--- Begin Input material ---

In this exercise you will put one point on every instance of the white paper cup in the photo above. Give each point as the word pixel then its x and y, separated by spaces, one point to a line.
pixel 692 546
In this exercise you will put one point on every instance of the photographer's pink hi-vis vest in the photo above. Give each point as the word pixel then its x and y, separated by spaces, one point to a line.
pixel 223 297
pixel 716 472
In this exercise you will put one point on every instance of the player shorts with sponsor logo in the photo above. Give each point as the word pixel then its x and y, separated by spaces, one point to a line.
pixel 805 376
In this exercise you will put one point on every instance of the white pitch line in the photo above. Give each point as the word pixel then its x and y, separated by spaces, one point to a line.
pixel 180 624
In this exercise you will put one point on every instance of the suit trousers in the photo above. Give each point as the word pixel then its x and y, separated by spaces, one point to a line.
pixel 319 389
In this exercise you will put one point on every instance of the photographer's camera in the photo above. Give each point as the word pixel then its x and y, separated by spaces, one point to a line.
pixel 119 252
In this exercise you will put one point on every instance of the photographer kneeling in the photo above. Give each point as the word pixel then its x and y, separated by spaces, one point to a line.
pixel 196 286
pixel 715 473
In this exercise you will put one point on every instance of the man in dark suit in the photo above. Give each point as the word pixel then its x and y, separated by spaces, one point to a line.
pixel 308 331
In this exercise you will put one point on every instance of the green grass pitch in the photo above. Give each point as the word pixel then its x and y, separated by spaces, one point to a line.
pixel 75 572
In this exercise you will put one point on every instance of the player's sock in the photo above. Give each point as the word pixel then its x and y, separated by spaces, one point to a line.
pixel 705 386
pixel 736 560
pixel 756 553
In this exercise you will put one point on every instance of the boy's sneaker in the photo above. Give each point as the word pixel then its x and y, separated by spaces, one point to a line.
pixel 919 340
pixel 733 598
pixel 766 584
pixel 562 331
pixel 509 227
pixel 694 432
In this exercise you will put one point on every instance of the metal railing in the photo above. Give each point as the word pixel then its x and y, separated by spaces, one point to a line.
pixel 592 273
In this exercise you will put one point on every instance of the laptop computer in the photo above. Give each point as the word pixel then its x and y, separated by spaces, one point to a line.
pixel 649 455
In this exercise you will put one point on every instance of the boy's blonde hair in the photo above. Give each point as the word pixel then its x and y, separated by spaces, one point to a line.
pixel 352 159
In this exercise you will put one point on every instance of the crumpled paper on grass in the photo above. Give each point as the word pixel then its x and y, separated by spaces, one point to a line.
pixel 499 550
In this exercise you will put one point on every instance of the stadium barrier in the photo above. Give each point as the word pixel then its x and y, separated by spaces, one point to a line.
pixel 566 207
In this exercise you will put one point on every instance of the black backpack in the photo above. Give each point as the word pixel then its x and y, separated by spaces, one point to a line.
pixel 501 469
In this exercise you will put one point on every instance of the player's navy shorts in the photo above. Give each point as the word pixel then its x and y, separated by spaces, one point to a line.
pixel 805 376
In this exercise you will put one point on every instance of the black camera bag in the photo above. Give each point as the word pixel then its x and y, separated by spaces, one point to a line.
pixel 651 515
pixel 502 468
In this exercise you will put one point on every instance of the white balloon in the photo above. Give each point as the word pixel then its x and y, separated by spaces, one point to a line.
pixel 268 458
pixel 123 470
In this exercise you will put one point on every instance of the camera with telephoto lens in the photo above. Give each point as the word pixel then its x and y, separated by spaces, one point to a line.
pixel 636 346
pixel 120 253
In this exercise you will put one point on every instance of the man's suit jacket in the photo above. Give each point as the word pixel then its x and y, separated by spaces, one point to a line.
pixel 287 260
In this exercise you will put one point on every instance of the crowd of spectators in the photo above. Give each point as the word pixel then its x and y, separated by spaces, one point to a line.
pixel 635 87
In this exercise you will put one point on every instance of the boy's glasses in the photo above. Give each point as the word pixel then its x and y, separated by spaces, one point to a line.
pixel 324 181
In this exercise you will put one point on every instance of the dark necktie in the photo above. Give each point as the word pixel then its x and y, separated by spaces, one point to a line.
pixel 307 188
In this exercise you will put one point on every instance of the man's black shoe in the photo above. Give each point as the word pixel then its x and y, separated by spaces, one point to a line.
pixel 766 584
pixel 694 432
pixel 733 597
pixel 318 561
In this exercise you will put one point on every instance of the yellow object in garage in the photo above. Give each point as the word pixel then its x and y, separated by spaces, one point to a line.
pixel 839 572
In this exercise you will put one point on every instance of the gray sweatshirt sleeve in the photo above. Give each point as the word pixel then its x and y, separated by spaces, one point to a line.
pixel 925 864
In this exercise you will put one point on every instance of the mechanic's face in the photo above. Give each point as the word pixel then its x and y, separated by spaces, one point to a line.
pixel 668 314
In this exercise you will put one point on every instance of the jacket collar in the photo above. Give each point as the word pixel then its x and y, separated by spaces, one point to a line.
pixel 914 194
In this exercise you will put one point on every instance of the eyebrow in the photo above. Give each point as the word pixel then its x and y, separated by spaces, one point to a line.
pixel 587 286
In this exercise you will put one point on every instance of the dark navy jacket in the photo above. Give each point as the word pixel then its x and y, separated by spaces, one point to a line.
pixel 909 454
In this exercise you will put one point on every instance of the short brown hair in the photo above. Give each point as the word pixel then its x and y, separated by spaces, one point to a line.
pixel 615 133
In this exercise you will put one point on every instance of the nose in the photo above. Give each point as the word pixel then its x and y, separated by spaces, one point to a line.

--- End Input material ---

◆ **Directions for this task**
Please substitute "each point on its own line" for "one point to a line" throughout the rows above, and reproduce every row with no other changes.

◆ **Solved problem**
In this exercise you will put one point on every instance of the white paper cup in the photo above. Give each point as the word pixel then its x and y, separated by spaces, each point on its own line.
pixel 692 546
In this exercise you will put one point on every instance of the photographer's pink hi-vis vest in the photo above. Give each point as the word pixel then its x and y, separated by spaces, each point on its own line.
pixel 223 297
pixel 716 472
In this exercise you will put one point on every instance of the player shorts with sponsor logo in the photo above. Give each point as the word pixel then its x and y, separated by spaces, each point on its own line.
pixel 805 376
In this exercise you will put one point on every instance of the white pitch line in the photo above. Give each point as the word pixel then its x and y, separated by spaces, each point on its own line.
pixel 180 624
In this exercise you will put one point on every instance of the suit trousers in the photo above. Give each point as the word pixel then its x and y, separated by spaces, each point on its own line.
pixel 319 389
In this exercise you will put one point on every instance of the photographer's camera in the photo above. Give each point as the word pixel then its x and y, separated by spaces, each point on its own line.
pixel 119 252
In this exercise you will put one point on every instance of the photographer kneeling in the photo above. Give each point as the word pixel then its x and y, separated by spaces, each point on its own line.
pixel 196 286
pixel 715 473
In this exercise you will put one point on every instance of the man in dark suit in the photo above. Give each point as the word pixel then its x and y, separated by spaces, each point on its own line.
pixel 308 331
In this exercise you will put one point on every instance of the green grass pitch in the photo above. Give each point as the word pixel then its x and y, separated by spaces, each point on its own line.
pixel 75 572
In this exercise you will put one point on every instance of the player's sock in the photo above. Give each point as the word pixel then its x and y, separated by spaces, each point on its own line.
pixel 705 386
pixel 736 560
pixel 756 553
In this exercise you will put one point on every instance of the boy's sneaker in the photo above. Give each point as the word pixel then its x and y, separated by spaces, each point on its own line.
pixel 919 340
pixel 733 598
pixel 766 584
pixel 562 331
pixel 509 227
pixel 694 432
In this exercise you will put one point on every instance of the metal railing in the photo above. Give each point as the word pixel then its x and y, separated by spaces, each point on its own line.
pixel 592 273
In this exercise you will put one point on every instance of the laptop computer in the photo above. Give each point as the word pixel then its x and y, separated by spaces, each point on its own line.
pixel 649 455
In this exercise you will put one point on every instance of the boy's blonde hair in the photo above. Give each point as the word pixel then its x and y, separated by spaces, each point on its own line.
pixel 352 159
In this exercise you will put one point on every instance of the crumpled paper on grass in the photo above. Give each point as the word pixel then its x and y, separated by spaces, each point on its own line.
pixel 499 550
In this exercise you will put one point on every instance of the stadium barrier in the photo above. Give each point as the word pixel then its x and y, separated by spaces, each point on its own line.
pixel 566 207
In this exercise you will put one point on every instance of the black backpack in the photo above. Give each point as the word pixel then its x and y, separated by spaces, each point on its own line.
pixel 501 469
In this exercise you will put one point on every instance of the player's navy shorts in the photo above. Give each point as the word pixel then its x and y, separated by spaces, each point on its own line.
pixel 805 376
In this exercise you will put one point on every instance of the black camera bag in the photo above. Give each point as the word pixel then its x and y, separated by spaces, each point on its own line.
pixel 651 515
pixel 502 468
In this exercise you will put one point on every instance of the white balloon in the photo above. Give each point as the word pixel then its x and y, separated by spaces, each point on its own line.
pixel 268 458
pixel 123 470
In this exercise you will put one point on every instance of the camera with telephoto lens in the photo above. Give each point as the word pixel then its x and y, separated by spaces, each point on its own line.
pixel 636 346
pixel 120 253
In this exercise you will put one point on every instance of the man's suit jacket in the photo above. Give each point as the word pixel then its x and y, separated by spaces, each point on its own line.
pixel 287 260
In this exercise you will put one point on every instance of the crowd of spectators in the photo above. Give each point as the word pixel then its x and y, separated by spaces, each point on its own line.
pixel 635 87
In this exercise you will put one point on every instance of the boy's glasses in the photo above. Give each point as the word pixel then its x and y, separated by spaces, each point on its own line.
pixel 324 181
In this exercise you will put one point on every instance of the dark necktie in the photo above. Give each point as the word pixel then its x and y, separated by spaces, each point on its own line.
pixel 307 188
In this exercise you will put one point on every instance of the man's black shoe in the photo above. Give each point as the word pixel then its x and y, separated by spaces, each point on its own line.
pixel 766 584
pixel 694 432
pixel 733 597
pixel 318 561
In this exercise you will put one point on every instance of the yellow object in garage in the photo above. Give each point as the word pixel then its x and y, separated by spaces, each point on its own line.
pixel 839 572
In this exercise you will put one point on every instance of the gray sweatshirt sleeve in the photo above. Give each point as the word pixel then its x and y, separated by spaces, each point on its own line.
pixel 925 864
In this exercise you will put one point on every instance of the mechanic's face in the photo above. Give each point as the word pixel then its x and y, separated by spaces, each point on its own line.
pixel 668 314
In this exercise you will put one point on every instance of the jacket collar in the photo above. Give each point as the word pixel then its x and y, separated by spaces, each point on its own line.
pixel 914 194
In this exercise you will put one point on every instance of the eyebrow in the photo above. Give each point as the word pixel then its x and y, separated by spaces, each point on its own line.
pixel 587 286
In this exercise you will put one point on every instance of the dark navy jacket in the photo above. Give each point as the word pixel then its x and y, separated by spaces, each point on its own line.
pixel 909 454
In this exercise you will put one point on every instance of the short brown hair in the photo above. Give each point as the word pixel then its x and y, separated by spaces, each point on its own line.
pixel 615 133
In this exercise you will put one point on every instance of the nose in the photo above. Give each point as the word pixel then its x and y, separated by spaces, each point on its own line.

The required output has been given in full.